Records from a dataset

----------

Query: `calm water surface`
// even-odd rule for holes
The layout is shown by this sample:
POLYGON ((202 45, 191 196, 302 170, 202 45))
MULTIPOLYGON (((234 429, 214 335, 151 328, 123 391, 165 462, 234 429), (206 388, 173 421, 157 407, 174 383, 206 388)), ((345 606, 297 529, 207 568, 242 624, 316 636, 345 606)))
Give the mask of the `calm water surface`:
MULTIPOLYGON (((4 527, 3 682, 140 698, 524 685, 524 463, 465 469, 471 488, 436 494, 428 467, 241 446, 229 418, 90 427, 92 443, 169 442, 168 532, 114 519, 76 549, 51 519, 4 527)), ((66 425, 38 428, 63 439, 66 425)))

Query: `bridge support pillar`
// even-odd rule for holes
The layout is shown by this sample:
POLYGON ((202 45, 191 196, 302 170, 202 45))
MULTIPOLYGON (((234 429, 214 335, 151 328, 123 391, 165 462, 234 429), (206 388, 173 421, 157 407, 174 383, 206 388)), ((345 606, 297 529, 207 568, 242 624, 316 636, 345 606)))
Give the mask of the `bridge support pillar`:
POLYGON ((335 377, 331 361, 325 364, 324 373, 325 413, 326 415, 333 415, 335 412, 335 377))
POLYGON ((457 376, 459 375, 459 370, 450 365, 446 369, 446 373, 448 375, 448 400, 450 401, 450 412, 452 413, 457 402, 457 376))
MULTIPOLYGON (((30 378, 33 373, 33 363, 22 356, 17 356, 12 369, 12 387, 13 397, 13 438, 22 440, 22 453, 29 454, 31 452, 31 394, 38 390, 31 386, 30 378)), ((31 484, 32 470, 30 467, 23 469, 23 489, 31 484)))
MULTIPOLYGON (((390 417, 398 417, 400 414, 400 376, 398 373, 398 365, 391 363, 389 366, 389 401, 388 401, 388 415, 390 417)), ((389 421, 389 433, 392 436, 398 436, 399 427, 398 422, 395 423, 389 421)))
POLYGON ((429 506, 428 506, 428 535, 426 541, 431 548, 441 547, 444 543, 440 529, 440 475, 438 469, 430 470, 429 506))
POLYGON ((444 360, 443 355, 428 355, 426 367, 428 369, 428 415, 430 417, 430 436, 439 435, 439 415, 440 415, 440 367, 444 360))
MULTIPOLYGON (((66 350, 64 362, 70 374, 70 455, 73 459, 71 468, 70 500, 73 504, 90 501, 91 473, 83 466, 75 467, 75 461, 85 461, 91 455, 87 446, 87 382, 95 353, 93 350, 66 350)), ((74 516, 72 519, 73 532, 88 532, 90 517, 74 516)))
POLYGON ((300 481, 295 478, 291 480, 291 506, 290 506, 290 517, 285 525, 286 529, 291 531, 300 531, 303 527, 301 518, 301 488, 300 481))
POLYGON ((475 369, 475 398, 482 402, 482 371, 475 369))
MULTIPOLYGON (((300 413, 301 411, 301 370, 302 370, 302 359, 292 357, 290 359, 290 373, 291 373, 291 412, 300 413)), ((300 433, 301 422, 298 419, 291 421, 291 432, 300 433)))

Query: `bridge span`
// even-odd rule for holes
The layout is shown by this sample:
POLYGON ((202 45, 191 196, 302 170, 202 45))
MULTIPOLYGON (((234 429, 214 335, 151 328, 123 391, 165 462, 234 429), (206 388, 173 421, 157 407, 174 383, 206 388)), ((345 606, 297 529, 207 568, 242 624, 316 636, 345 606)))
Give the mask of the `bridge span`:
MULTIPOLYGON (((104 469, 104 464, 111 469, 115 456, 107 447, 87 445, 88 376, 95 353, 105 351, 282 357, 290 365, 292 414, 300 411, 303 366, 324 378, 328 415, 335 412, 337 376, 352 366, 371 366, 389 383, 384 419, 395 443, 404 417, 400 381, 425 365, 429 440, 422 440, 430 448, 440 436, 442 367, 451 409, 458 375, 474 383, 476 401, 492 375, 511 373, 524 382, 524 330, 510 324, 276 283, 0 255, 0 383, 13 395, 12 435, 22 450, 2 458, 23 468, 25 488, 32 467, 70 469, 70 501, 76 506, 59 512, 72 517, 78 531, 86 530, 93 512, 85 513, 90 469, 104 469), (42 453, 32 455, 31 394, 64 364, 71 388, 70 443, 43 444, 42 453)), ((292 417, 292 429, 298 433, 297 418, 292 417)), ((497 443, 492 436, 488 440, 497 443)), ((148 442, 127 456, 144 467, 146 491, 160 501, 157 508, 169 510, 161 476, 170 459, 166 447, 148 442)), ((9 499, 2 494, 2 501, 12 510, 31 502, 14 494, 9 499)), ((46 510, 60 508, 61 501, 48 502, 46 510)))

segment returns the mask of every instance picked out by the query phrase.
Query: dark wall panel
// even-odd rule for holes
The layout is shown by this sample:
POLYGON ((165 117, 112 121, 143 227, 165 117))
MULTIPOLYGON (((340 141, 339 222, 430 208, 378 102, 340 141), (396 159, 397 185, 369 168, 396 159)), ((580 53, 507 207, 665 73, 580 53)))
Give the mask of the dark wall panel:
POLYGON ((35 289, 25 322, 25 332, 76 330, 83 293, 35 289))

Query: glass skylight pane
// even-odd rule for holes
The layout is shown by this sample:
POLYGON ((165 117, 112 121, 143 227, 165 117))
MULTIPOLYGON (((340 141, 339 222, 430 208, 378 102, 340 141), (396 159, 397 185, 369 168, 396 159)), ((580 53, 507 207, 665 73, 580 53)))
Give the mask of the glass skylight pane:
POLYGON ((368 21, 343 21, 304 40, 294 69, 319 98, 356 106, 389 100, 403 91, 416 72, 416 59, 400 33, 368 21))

----------

Task to complete -
Turn all of the data above into a numbered list with one line per item, omitting the blank lines.

Right answer -
1. Query: `calm water surface`
2. // even-odd rule for holes
3. The layout is shown by this sample:
4. POLYGON ((202 45, 191 196, 302 170, 202 45))
5. MULTIPOLYGON (((234 429, 214 335, 151 328, 123 391, 165 462, 234 429), (206 388, 173 421, 157 407, 174 383, 206 388)), ((345 606, 297 529, 207 568, 242 624, 316 636, 345 606)))
6. Give the mask of the `calm water surface`:
7. MULTIPOLYGON (((4 527, 3 682, 140 698, 524 685, 524 463, 465 469, 471 488, 436 494, 428 467, 241 446, 229 418, 90 427, 92 443, 169 442, 168 532, 114 519, 76 549, 51 519, 4 527)), ((66 425, 38 428, 63 439, 66 425)))
8. Query: `bridge support pillar`
9. // even-odd rule for holes
10. The layout is shown by this sample:
11. POLYGON ((202 45, 191 196, 302 170, 202 45))
12. MULTIPOLYGON (((234 429, 214 335, 151 328, 123 391, 165 462, 234 429), (206 388, 173 421, 157 407, 174 383, 206 388)), ((345 606, 297 529, 207 568, 242 624, 316 636, 345 606)))
13. Give the mask of the `bridge support pillar`:
14. POLYGON ((335 377, 331 361, 325 364, 324 373, 325 413, 326 415, 333 415, 335 412, 335 377))
15. POLYGON ((457 376, 459 375, 459 370, 450 365, 446 369, 446 373, 448 375, 448 400, 450 401, 450 412, 452 413, 457 402, 457 376))
16. MULTIPOLYGON (((30 378, 33 373, 33 363, 22 356, 17 356, 12 369, 12 387, 13 397, 13 438, 22 440, 22 453, 29 454, 31 452, 31 394, 38 390, 31 386, 30 378)), ((31 484, 32 470, 30 467, 23 469, 23 489, 31 484)))
17. MULTIPOLYGON (((390 417, 398 417, 400 414, 400 376, 398 373, 398 365, 391 363, 389 366, 389 401, 388 401, 388 415, 390 417)), ((389 421, 389 433, 392 436, 398 436, 399 427, 398 422, 395 423, 389 421)))
18. POLYGON ((429 506, 428 506, 428 535, 426 541, 431 548, 441 547, 444 543, 440 529, 440 475, 438 469, 430 470, 429 506))
19. POLYGON ((444 360, 443 355, 428 355, 426 367, 428 369, 428 415, 430 417, 430 436, 439 435, 439 415, 440 415, 440 367, 444 360))
20. MULTIPOLYGON (((66 350, 64 362, 70 374, 70 455, 73 459, 71 468, 70 500, 73 504, 90 501, 91 473, 83 466, 75 467, 75 461, 85 461, 91 455, 87 446, 87 382, 95 353, 93 350, 66 350)), ((74 516, 72 519, 73 532, 88 532, 90 517, 74 516)))
21. POLYGON ((300 481, 295 478, 291 480, 291 506, 290 506, 290 517, 285 525, 286 529, 291 531, 300 531, 303 527, 301 518, 301 488, 300 481))
22. POLYGON ((475 369, 475 398, 482 402, 482 371, 475 369))
23. MULTIPOLYGON (((300 413, 301 411, 301 370, 302 370, 302 359, 292 357, 290 359, 290 373, 291 373, 291 412, 300 413)), ((300 433, 301 422, 298 419, 291 421, 291 432, 300 433)))
24. Query: `bridge span`
25. // even-odd rule for holes
26. The layout is shown by this sample:
27. POLYGON ((202 45, 191 196, 302 170, 202 45))
28. MULTIPOLYGON (((234 429, 214 335, 151 328, 123 391, 165 462, 234 429), (206 388, 173 421, 157 407, 174 383, 206 388)), ((345 606, 297 529, 207 568, 242 624, 316 636, 345 606)))
29. Give the mask of the `bridge span`:
30. MULTIPOLYGON (((104 469, 104 464, 111 469, 115 456, 107 447, 87 445, 88 376, 95 353, 105 351, 282 357, 290 365, 292 414, 300 411, 303 366, 324 378, 328 415, 335 412, 337 376, 352 366, 371 366, 389 383, 384 419, 395 443, 404 417, 400 381, 425 365, 429 440, 422 440, 430 448, 440 436, 442 367, 451 409, 458 375, 474 383, 476 401, 492 375, 511 373, 524 382, 524 330, 510 324, 276 283, 0 255, 0 383, 13 395, 12 435, 22 450, 2 458, 23 468, 25 488, 32 467, 70 469, 70 501, 76 506, 59 512, 72 517, 78 531, 86 530, 93 512, 85 513, 90 469, 104 469), (42 453, 32 455, 31 394, 64 364, 71 388, 70 443, 43 444, 42 453)), ((292 417, 292 429, 298 433, 297 418, 292 417)), ((497 443, 492 436, 488 440, 497 443)), ((148 442, 127 456, 144 467, 146 491, 160 501, 157 508, 169 510, 161 476, 170 459, 166 447, 148 442)), ((9 499, 2 494, 2 501, 12 510, 31 502, 14 494, 9 499)), ((46 510, 60 508, 61 501, 48 502, 46 510)))
31. segment returns the mask of every instance picked out by the query phrase.
32. Query: dark wall panel
33. // even-odd rule for holes
34. The layout is shown by this sample:
35. POLYGON ((165 117, 112 121, 143 227, 165 117))
36. MULTIPOLYGON (((340 141, 339 222, 430 208, 378 102, 340 141), (396 159, 397 185, 369 168, 396 159)), ((580 53, 507 207, 665 73, 580 53)))
37. Give the mask of the dark wall panel:
38. POLYGON ((35 289, 25 322, 25 332, 76 330, 83 293, 35 289))
39. Query: glass skylight pane
40. // even-odd rule for holes
41. The layout is shown by this sample:
42. POLYGON ((165 117, 112 121, 143 227, 165 117))
43. MULTIPOLYGON (((340 141, 339 222, 430 208, 378 102, 340 141), (396 159, 397 185, 369 168, 396 159)), ((580 53, 507 207, 665 73, 580 53)))
44. Give the mask of the glass skylight pane:
45. POLYGON ((368 21, 343 21, 304 40, 294 69, 319 98, 356 106, 389 100, 403 91, 416 72, 416 59, 400 33, 368 21))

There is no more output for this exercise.